= Complete the following =
1. Retype the passage of the Bernina thread from "# Bernina Going" up to and including "135-S Patchwork Edition.".
2. Decide whether each statement agrees with the Bernina thread, answering yes or no and quoting the words that settle it. (a) The machine in the March auction is a Patchwork Edition. (b) CJ says a dial for presser foot pressure would sit on the right side of the machine. (c) my3boys moved from an 801 to a 930.

= Text to read =
-- -- --
# Bernina Going For Auction - Somebody Stop Me!



## my3boys (Jan 18, 2011)

We have a lot of auctions in this area and in March there is one real estate/personal possessions auction that includes a Bernina Activa 135-S Patchwork Edition.

I already have a Bernina. I don't need another one! But, I keep thinking what if this thing goes for a song? It does probably have features my 930 doesn't, and so on and so on.

We are in so/central pa, more to the east, if anyone is in the area and interested.


----------



## CJ (May 10, 2002)

Those are popular little machines, but keep in mind the Activa's are 3/4 size machines (which is what makes them so popular), and don't have adjustable presser foot pressure (which is the only reason I don't own one). LOL


----------



## my3boys (Jan 18, 2011)

CJ said:


> Those are popular little machines, but keep in mind the Activa's are 3/4 size machines (which is what makes them so popular), and don't have adjustable presser foot pressure (which is the only reason I don't own one). LOL


I don't think my 930 has adjustable presser foot pressure. Must be a feature that came out after I bought it?

They did tell me when I bought my first Bernina, an 801, that one of the things that makes them so great is that the pressure adjusts nicely to the thickness of the fabric from silk to jeans so there are no issues with skipped or uneven stitches, which I have found to be true.


----------



## CJ (May 10, 2002)

That's because they have adjustable presser foot pressure . I'm sure your 930 must have it.


----------



## FarmChix (Mar 3, 2013)

I have an Activa from the early 90s. I can adjust my presser foot. I didn't even realize it was a 3/4 size machine! I loved it when I used it. I hate that Bernina feet aren't interchangeable....they are so expensive!


----------



## CJ (May 10, 2002)

You can adjust your presser foot yes, but not the presser foot PRESSURE. There would be a large dial on the left side of the machine for that. The Activas do not have this feature.


----------



## FarmChix (Mar 3, 2013)

CJ said:


> You can adjust your presser foot yes, but not the presser foot PRESSURE. There would be a large dial on the left side of the machine for that. The Activas do not have this feature.


I have that feature. It must have come out on the later ones.....


----------



## my3boys (Jan 18, 2011)

CJ said:


> That's because they have adjustable presser foot pressure . I'm sure your 930 must have it.


OK, so its not like a separate feature that you have to do something to activate?

Wonder why the Activas don't have it?


----------



## my3boys (Jan 18, 2011)

FarmChix said:


> I have an Activa from the early 90s. I can adjust my presser foot. I didn't even realize it was a 3/4 size machine! I loved it when I used it. I hate that Bernina feet aren't interchangeable....they are so expensive!


So you have to adjust your presser foot somehow?

Sorry for the dumb questions. I haven't really looked at new machines since I upgraded from my 801 to my 930 probably 30 years ago. I love my machine so much and it does everything I need it to do (and more!), that I can't imagine ever needing anything else.

So why can't I stop thinking about the Activa?


----------
-- -- --
[Records from a collection]
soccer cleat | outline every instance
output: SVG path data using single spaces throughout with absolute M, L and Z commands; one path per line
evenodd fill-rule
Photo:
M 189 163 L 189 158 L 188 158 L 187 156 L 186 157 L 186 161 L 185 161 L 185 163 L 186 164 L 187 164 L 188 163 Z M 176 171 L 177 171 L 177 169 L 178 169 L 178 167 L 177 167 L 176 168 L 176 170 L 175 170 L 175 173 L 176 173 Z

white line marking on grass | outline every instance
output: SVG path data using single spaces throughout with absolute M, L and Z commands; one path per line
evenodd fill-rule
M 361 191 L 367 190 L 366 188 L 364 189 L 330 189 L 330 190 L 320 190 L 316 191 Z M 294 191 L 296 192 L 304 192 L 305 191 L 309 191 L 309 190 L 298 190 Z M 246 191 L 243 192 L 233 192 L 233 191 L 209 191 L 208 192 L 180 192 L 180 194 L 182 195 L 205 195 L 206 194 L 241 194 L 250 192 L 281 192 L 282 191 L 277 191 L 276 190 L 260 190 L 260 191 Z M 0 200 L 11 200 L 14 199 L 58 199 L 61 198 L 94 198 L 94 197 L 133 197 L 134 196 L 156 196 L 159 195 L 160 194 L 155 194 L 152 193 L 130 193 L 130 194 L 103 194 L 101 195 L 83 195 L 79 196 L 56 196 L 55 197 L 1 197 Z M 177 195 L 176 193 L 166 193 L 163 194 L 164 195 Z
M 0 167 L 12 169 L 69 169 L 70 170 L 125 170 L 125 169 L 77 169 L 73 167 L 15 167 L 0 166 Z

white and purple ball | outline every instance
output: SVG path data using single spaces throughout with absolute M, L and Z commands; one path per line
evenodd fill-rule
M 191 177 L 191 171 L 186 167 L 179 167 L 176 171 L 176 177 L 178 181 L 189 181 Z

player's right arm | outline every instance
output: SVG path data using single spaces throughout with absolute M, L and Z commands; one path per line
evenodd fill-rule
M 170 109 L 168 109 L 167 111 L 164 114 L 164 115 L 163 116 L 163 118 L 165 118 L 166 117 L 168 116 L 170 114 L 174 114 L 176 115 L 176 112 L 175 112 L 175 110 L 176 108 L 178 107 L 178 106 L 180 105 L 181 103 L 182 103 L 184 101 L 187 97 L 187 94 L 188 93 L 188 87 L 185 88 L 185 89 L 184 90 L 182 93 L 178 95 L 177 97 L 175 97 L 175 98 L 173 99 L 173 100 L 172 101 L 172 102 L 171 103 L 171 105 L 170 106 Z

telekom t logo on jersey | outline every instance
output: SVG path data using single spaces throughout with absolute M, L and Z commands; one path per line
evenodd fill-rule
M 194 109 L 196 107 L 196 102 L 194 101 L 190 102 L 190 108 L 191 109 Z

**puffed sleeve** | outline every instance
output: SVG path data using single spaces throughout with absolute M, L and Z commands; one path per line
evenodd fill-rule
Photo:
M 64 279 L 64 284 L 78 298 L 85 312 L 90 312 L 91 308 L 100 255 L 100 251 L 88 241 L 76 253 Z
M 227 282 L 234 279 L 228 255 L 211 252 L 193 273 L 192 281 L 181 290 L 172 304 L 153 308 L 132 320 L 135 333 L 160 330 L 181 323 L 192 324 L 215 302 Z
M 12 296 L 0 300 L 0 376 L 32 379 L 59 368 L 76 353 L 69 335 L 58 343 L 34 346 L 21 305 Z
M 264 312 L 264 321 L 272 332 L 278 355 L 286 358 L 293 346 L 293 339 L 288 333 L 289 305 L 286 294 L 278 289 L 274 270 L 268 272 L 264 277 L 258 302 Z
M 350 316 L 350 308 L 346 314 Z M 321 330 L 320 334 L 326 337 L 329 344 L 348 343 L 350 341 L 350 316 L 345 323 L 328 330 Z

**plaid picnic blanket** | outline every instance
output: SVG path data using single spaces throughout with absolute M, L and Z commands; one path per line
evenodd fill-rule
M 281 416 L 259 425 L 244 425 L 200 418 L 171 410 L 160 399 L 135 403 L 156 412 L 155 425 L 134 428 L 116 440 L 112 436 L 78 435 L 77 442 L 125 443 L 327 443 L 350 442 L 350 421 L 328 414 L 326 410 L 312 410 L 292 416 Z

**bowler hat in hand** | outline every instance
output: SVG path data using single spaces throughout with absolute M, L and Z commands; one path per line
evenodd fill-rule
-- -- --
= Responses to the tasks =
1.
# Bernina Going For Auction - Somebody Stop Me!



## my3boys (Jan 18, 2011)

We have a lot of auctions in this area and in March there is one real estate/personal possessions auction that includes a Bernina Activa 135-S Patchwork Edition.

2.
(a) Yes: "includes a Bernina Activa 135-S Patchwork Edition."
(b) No: "There would be a large dial on the left side of the machine for that."
(c) Yes: "since I upgraded from my 801 to my 930 probably 30 years ago."